◆ Problem requirements
All of the data below is to be returned unaltered.

>>>>>

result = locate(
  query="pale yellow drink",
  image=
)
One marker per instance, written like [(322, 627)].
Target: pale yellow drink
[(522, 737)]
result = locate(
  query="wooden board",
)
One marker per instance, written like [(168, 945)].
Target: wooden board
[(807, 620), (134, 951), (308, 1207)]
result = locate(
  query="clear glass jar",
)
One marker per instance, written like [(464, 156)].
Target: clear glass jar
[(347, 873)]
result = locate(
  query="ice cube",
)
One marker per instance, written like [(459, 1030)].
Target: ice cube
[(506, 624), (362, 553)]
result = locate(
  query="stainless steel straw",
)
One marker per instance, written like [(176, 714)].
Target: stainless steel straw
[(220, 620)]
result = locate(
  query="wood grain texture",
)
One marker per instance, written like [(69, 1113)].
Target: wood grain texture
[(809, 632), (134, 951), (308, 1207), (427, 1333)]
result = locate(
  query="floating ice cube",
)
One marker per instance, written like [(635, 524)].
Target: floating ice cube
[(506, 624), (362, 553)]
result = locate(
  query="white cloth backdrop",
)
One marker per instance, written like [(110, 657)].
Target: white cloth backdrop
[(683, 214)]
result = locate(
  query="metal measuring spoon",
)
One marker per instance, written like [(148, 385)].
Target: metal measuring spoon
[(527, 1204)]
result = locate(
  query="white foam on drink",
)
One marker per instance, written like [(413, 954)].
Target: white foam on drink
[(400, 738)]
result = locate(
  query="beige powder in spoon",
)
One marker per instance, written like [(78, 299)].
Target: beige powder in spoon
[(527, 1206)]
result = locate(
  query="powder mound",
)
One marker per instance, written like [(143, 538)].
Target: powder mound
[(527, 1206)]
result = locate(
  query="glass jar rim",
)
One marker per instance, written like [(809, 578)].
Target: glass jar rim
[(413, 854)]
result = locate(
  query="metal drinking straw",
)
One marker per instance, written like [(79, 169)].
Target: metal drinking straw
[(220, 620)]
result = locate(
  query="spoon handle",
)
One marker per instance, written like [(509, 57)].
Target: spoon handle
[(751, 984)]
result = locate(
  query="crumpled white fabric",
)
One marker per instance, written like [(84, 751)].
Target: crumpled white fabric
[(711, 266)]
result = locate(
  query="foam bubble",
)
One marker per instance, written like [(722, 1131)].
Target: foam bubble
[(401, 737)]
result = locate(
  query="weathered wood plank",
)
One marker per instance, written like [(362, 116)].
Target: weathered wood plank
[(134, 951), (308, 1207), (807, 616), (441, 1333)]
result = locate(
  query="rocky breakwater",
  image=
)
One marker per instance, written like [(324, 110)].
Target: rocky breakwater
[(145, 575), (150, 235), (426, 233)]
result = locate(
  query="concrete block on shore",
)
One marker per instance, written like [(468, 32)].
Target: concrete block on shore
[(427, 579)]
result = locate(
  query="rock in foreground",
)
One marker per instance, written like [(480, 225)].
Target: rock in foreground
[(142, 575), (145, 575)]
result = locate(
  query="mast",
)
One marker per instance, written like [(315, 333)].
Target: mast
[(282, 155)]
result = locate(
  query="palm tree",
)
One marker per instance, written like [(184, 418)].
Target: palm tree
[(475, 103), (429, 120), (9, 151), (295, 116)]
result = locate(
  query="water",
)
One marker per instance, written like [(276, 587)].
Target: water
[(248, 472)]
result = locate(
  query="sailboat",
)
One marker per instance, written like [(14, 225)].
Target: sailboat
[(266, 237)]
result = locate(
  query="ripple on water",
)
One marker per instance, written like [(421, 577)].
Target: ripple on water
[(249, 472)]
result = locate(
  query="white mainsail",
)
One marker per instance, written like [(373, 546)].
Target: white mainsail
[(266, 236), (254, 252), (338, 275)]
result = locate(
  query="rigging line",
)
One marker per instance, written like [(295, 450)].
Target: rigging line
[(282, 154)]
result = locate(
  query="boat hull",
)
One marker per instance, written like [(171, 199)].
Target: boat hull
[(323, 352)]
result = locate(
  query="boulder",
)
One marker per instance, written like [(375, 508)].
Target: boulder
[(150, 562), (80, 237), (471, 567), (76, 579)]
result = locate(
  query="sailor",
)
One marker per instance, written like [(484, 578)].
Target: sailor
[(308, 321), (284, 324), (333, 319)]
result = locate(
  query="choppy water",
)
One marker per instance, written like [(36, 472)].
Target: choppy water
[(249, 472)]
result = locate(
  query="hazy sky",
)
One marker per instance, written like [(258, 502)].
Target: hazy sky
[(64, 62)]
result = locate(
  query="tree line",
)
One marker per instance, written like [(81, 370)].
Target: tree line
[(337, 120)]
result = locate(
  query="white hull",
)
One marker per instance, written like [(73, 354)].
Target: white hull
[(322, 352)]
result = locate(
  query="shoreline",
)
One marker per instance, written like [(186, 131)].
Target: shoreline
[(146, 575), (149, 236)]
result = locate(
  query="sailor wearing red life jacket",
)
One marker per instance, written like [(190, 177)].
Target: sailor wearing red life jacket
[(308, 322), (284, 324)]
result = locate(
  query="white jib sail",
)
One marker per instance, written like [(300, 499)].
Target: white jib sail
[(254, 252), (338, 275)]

<<<<<

◆ Answer section
result = locate(
  query="pale yellow drink",
  image=
)
One marker per instance, written like [(322, 627)].
Target: pale yellow drink
[(522, 737)]
result = locate(
  query="wooden board",
)
One marker per instance, written like [(168, 945)].
Target: wooden board
[(807, 620), (134, 951), (308, 1207)]
result = locate(
  query="clear glass jar",
)
One marker per instance, written like [(464, 156)].
Target: clear glass jar
[(347, 873)]
result = locate(
  query="ice cube",
)
One marker per instance, written like [(459, 1030)].
Target: ice cube
[(506, 624), (362, 553)]
result = locate(
  query="stainless steel straw",
)
One marker per instance, written like [(176, 714)].
Target: stainless steel straw
[(220, 620)]
result = locate(
  query="wood grain texture",
)
One marker per instance, written like [(69, 1113)].
Target: wood grain texture
[(809, 632), (134, 951), (308, 1207), (427, 1333)]
result = locate(
  query="floating ice cube",
)
One marker per instance, written like [(635, 524)].
Target: floating ice cube
[(506, 624), (362, 553)]
result = locate(
  query="white cloth backdrop",
)
One marker per instance, written like [(110, 657)].
Target: white cloth backdrop
[(683, 214)]
result = locate(
  query="metal measuring spoon",
)
One marker per instance, written like [(148, 385)].
Target: metal measuring spoon
[(527, 1204)]
result = locate(
  query="white foam on drink",
)
One marker per instance, written like [(413, 954)].
Target: white foam on drink
[(400, 738)]
result = locate(
  query="beige powder in spoon",
)
One marker per instance, written like [(78, 299)].
Target: beige powder in spoon
[(527, 1206)]
result = locate(
  query="powder mound",
)
One marker per instance, written like [(143, 538)].
Target: powder mound
[(527, 1206)]
result = locate(
  query="glass jar rim",
)
One marker per instance, written like [(809, 578)].
Target: glass jar rim
[(413, 854)]
result = locate(
  query="metal drinking straw",
)
One marker per instance, written like [(79, 169)].
Target: metal drinking straw
[(220, 620)]
result = locate(
  query="spoon handle",
)
One marker per instance, written like [(509, 57)].
Target: spoon handle
[(751, 984)]
result = locate(
  query="crumpled white fabric",
)
One marker per instance, written like [(84, 751)].
Target: crumpled white fabric
[(711, 266)]
result = locate(
  query="foam bubble",
)
One marker per instance, written like [(722, 1131)].
Target: foam bubble
[(401, 737)]
result = locate(
  query="weathered wood plank",
)
One marker per instance, written like [(362, 116)].
Target: weathered wood plank
[(134, 951), (308, 1207), (807, 616), (441, 1333)]
result = locate(
  query="rocky breakwater",
  image=
)
One marker per instance, written like [(324, 110)].
Target: rocky breakwater
[(145, 575), (150, 235), (426, 233)]
result = locate(
  query="concrete block on shore",
)
One marker per instance, written like [(468, 32)].
Target: concrete block on shore
[(427, 579)]
result = locate(
  query="rock in foreground",
)
One marker per instance, written like [(480, 225)].
Target: rock in foreground
[(142, 575), (145, 575)]
result = locate(
  query="mast",
)
One marker per instance, written like [(315, 333)].
Target: mast
[(282, 155)]
result = locate(
  query="palm tree",
)
One marker per instance, written like [(184, 418)].
Target: palm tree
[(475, 103), (429, 120), (9, 151), (295, 116)]
result = locate(
  query="water",
)
One marker per instance, written like [(276, 587)].
Target: water
[(248, 472)]
result = locate(
  query="sailboat",
)
One marker per instance, written like [(14, 225)].
Target: sailboat
[(266, 237)]
result = locate(
  query="ripple on water",
)
One marker per instance, written like [(421, 577)].
Target: ripple on water
[(249, 472)]
result = locate(
  query="white mainsail",
)
One marker per instance, written like [(373, 546)].
Target: white mainsail
[(266, 236), (254, 252), (338, 275)]
result = locate(
  query="rigging line",
)
One marker per instance, written like [(295, 450)].
Target: rigging line
[(282, 154)]
result = locate(
  query="boat hull",
)
One marker per instance, written like [(171, 199)].
Target: boat hull
[(323, 352)]
result = locate(
  query="boulder",
)
One marker per instance, written like [(375, 508)].
Target: boulder
[(150, 562), (80, 237), (471, 567), (76, 579)]
result = locate(
  query="sailor",
)
One marker per instance, written like [(484, 578)].
Target: sailor
[(308, 321), (284, 324), (333, 319)]
result = locate(
  query="choppy water",
)
One marker per instance, written like [(36, 472)].
Target: choppy water
[(249, 472)]
result = locate(
  query="hazy sky",
)
One marker per instance, written like [(258, 502)].
Target: hazy sky
[(64, 62)]
result = locate(
  query="tree line",
)
One marker per instance, written like [(81, 370)].
Target: tree line
[(337, 120)]
result = locate(
  query="white hull",
)
One marker per instance, written like [(73, 354)].
Target: white hull
[(322, 352)]
result = locate(
  query="shoreline",
)
One marker per instance, written like [(186, 131)].
Target: shoreline
[(146, 575), (149, 236)]
result = locate(
  query="sailor wearing red life jacket",
)
One marker per instance, written like [(190, 177)].
Target: sailor wearing red life jacket
[(308, 322), (284, 324)]
result = locate(
  query="white jib sail",
)
One marker per instance, written like [(300, 499)].
Target: white jib sail
[(254, 252), (338, 275)]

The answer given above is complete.